━━━━━ THE RECORDS ━━━━━
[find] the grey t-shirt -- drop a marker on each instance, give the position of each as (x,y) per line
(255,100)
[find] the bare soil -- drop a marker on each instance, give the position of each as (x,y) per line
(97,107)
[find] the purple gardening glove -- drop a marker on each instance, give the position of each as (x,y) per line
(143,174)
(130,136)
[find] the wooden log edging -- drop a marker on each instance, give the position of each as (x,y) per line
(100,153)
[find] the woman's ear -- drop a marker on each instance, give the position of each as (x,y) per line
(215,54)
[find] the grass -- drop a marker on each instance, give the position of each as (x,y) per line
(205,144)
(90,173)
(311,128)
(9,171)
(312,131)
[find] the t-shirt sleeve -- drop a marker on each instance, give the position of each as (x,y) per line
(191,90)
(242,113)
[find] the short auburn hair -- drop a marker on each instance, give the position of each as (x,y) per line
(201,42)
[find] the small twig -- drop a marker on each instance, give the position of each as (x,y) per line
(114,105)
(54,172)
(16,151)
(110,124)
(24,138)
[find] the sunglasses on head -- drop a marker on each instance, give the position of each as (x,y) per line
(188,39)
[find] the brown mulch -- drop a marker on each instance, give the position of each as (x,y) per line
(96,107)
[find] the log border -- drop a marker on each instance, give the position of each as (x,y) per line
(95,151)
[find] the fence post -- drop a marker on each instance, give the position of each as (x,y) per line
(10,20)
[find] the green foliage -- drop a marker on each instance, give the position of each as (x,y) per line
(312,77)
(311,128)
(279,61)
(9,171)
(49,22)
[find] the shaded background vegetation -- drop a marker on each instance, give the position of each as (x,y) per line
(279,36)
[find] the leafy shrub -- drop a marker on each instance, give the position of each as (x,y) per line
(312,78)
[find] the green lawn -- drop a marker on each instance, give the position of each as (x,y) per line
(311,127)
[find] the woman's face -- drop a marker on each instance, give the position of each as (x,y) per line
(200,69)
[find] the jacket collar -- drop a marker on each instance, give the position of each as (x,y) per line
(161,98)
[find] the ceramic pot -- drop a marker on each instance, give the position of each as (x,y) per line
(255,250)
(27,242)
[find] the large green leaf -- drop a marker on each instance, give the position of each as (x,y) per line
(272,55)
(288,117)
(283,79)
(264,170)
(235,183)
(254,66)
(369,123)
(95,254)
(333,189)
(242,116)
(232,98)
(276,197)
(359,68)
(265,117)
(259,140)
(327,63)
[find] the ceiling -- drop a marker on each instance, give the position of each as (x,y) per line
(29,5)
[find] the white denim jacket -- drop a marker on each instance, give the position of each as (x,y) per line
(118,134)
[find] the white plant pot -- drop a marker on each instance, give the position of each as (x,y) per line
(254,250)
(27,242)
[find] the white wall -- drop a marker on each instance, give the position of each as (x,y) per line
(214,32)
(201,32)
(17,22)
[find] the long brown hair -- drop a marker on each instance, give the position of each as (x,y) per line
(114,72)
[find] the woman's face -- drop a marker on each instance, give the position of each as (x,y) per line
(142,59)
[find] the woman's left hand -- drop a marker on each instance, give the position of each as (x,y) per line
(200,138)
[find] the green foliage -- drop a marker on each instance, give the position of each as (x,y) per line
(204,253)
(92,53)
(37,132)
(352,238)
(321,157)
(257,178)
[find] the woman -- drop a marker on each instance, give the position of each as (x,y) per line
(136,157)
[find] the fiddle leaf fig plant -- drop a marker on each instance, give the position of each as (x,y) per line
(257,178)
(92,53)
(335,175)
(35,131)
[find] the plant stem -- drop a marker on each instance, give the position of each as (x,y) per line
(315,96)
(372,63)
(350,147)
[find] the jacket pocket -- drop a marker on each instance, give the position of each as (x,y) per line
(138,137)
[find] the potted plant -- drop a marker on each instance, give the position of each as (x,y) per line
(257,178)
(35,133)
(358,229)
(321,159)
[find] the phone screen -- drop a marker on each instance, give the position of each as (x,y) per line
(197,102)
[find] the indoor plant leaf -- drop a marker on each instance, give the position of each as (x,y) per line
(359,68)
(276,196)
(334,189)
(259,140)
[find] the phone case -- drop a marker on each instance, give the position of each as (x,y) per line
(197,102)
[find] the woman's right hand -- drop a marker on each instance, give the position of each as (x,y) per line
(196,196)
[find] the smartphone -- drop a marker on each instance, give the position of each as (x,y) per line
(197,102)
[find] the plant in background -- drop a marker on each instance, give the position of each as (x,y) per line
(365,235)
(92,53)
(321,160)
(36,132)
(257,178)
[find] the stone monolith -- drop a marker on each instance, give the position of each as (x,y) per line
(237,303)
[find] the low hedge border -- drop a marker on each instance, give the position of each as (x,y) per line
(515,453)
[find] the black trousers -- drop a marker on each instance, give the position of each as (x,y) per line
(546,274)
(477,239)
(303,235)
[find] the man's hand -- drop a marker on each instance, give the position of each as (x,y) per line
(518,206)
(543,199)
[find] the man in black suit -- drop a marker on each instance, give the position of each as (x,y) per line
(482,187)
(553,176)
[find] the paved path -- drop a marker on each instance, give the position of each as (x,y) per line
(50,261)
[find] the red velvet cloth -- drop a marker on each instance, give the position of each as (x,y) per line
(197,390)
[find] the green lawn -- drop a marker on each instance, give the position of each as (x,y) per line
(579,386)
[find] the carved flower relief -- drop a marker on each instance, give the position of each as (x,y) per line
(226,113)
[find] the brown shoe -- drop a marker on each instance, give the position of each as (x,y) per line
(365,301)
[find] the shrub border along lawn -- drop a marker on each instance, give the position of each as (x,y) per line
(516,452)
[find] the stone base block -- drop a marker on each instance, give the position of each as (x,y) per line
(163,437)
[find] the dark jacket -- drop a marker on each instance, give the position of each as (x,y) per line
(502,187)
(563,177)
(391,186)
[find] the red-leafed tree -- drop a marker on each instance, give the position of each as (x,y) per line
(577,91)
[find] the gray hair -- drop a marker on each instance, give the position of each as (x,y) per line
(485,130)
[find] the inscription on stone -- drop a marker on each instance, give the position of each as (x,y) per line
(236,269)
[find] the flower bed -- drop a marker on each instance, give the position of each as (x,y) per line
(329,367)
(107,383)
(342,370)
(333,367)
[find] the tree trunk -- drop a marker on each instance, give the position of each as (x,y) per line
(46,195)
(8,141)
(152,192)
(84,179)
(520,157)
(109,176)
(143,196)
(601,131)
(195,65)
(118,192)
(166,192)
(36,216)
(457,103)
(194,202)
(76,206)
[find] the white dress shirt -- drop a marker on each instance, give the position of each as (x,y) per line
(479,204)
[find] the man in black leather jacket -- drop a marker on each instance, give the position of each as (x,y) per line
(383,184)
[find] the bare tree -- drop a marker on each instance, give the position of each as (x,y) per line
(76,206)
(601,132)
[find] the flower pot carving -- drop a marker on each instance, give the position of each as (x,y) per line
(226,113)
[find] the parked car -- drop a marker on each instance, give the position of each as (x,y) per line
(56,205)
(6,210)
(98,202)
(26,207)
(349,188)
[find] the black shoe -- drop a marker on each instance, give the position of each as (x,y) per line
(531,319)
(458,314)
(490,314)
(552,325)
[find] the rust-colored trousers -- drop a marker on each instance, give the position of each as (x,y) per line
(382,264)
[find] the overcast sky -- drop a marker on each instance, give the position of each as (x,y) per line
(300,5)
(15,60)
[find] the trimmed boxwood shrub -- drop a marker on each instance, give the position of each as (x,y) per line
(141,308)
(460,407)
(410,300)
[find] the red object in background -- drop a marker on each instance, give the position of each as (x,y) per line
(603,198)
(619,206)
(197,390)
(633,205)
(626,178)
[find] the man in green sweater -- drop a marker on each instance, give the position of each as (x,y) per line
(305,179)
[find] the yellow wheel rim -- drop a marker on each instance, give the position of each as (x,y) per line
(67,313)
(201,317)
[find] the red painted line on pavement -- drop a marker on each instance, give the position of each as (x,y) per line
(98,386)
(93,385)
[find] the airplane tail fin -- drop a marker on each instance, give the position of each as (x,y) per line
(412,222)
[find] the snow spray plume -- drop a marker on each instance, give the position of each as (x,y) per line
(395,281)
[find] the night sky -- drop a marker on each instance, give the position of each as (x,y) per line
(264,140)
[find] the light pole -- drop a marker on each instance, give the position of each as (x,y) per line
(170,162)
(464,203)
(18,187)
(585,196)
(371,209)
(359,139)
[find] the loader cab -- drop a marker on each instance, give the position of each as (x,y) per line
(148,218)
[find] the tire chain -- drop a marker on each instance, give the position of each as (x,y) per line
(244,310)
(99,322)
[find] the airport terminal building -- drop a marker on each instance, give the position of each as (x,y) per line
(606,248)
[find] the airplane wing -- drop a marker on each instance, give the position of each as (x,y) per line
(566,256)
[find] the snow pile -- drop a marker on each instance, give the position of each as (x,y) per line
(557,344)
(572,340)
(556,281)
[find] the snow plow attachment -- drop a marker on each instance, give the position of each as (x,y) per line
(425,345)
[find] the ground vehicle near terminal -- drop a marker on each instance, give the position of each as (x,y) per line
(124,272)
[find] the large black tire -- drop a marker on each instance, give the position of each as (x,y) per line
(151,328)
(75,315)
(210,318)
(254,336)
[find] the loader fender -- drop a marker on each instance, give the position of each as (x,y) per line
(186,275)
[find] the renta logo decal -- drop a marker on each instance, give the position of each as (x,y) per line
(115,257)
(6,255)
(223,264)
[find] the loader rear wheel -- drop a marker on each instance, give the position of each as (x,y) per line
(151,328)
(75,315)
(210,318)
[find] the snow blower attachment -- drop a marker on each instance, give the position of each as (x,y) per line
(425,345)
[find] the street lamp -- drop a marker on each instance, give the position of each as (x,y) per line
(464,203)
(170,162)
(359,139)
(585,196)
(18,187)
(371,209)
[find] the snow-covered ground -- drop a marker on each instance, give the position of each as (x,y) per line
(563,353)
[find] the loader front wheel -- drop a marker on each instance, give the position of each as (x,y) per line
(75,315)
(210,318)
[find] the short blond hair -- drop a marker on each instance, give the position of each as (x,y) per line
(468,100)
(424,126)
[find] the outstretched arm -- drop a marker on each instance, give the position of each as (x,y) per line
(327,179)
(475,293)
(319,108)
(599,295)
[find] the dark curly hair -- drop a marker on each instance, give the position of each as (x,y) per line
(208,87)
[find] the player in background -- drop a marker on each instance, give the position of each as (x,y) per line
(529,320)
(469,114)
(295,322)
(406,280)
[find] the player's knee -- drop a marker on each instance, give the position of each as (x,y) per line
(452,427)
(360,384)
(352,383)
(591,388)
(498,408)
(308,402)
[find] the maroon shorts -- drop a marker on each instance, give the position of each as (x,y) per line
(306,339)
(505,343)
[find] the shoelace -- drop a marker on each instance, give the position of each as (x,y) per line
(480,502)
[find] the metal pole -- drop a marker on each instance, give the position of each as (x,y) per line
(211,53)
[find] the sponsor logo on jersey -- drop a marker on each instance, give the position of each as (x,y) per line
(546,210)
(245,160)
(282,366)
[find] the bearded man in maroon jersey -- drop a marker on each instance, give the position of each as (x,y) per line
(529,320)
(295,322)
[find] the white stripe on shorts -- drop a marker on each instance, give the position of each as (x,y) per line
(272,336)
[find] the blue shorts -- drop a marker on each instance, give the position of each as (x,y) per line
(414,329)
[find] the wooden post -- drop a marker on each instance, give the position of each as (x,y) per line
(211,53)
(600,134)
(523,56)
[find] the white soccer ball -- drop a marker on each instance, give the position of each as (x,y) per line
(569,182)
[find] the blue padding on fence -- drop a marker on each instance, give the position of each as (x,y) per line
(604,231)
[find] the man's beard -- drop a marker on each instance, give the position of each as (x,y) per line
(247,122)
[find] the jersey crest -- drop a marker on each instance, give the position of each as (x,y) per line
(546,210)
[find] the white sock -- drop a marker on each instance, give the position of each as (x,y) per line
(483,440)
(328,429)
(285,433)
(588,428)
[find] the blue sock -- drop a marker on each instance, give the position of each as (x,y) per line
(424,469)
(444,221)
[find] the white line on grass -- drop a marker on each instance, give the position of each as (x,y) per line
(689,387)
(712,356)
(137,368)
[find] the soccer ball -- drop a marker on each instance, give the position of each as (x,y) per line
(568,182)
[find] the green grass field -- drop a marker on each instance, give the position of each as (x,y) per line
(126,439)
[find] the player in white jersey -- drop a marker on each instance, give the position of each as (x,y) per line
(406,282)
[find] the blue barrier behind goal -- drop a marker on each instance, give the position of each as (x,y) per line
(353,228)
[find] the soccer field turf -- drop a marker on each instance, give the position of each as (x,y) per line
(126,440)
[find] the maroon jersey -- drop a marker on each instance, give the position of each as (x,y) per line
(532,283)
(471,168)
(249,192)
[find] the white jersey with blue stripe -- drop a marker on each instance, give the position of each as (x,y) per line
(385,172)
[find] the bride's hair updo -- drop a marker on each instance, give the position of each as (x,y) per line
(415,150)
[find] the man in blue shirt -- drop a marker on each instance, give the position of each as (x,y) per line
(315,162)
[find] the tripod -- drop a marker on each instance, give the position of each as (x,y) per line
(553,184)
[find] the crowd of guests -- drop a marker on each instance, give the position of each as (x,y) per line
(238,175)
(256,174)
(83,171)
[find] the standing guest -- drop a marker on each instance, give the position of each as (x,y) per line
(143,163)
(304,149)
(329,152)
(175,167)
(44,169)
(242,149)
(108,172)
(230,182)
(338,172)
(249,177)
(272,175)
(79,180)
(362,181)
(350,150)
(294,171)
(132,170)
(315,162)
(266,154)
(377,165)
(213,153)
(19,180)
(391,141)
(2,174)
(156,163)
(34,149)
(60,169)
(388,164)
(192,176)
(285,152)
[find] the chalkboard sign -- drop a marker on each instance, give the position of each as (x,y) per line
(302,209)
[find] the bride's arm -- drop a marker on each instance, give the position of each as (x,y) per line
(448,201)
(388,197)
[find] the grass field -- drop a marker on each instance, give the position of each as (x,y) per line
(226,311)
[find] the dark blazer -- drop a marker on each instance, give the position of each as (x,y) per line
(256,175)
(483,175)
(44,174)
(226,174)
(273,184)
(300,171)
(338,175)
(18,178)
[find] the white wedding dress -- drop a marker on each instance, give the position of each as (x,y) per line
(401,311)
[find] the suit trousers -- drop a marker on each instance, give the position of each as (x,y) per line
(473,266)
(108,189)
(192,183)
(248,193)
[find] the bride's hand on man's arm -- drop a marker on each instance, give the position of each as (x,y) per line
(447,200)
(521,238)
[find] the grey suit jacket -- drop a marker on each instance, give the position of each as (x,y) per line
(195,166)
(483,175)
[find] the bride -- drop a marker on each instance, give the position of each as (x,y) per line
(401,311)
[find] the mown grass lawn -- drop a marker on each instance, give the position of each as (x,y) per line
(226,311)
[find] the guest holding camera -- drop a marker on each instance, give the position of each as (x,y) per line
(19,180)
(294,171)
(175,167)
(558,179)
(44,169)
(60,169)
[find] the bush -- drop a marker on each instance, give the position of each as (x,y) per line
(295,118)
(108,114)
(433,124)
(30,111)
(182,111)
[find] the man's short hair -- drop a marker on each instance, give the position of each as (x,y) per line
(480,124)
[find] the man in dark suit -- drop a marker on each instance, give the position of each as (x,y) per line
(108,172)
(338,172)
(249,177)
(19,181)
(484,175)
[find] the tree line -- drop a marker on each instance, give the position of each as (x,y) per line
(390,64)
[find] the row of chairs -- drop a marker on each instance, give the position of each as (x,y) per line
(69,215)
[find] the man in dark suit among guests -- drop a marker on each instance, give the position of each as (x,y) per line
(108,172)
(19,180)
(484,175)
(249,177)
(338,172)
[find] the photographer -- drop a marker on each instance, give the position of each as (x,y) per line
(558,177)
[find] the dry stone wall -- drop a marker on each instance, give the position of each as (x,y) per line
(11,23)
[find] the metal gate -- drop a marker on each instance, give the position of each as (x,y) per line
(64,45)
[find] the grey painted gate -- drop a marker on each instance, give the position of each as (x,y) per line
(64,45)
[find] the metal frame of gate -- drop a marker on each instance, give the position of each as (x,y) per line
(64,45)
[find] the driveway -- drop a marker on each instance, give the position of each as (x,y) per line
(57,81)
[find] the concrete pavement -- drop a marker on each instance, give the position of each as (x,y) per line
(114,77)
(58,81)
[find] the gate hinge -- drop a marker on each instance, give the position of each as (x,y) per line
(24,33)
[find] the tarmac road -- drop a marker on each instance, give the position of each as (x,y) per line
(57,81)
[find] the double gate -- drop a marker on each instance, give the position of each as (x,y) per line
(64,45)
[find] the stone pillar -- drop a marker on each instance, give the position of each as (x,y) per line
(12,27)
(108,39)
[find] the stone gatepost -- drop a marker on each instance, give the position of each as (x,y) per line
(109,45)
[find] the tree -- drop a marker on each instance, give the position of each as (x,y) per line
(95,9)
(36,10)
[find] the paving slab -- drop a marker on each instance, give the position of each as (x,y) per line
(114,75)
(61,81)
━━━━━
### [PROBLEM REQUIREMENTS]
Transcribe only the trailing portion of the entries above: the line that contains "[find] the metal gate" and each line after it.

### [REPLY TO THE EXERCISE]
[find] the metal gate -- drop a marker on each instance, give the position of each as (x,y) per line
(64,45)
[find] the grey painted gate -- drop a marker on each instance, give the position of each as (x,y) per line
(64,45)
[find] the metal frame of gate -- drop a marker on each instance, give the position of each as (x,y) per line
(64,45)
[find] the driveway -- drop a marker on each instance, give the position of each as (x,y) per line
(57,81)
[find] the concrete pavement -- drop a marker on each instance, give the position of each as (x,y) per line
(114,77)
(58,81)
[find] the gate hinge -- drop a marker on each instance, give the position of each as (x,y) per line
(24,33)
[find] the tarmac road -- drop a marker on each instance, give the position of each as (x,y) per line
(57,81)
[find] the double gate -- drop a marker on each instance, give the position of each as (x,y) per line
(64,45)
[find] the stone pillar -- drop a marker on each instance, give the position of each as (x,y) per line
(12,27)
(108,39)
[find] the stone gatepost -- drop a marker on each instance, give the position of each as (x,y) per line
(109,45)
[find] the tree -- drop a marker on each instance, give the position of each as (x,y) per line
(95,9)
(36,10)
[find] the paving slab -- drop a marker on each instance, give the position of each as (x,y) per line
(114,75)
(61,81)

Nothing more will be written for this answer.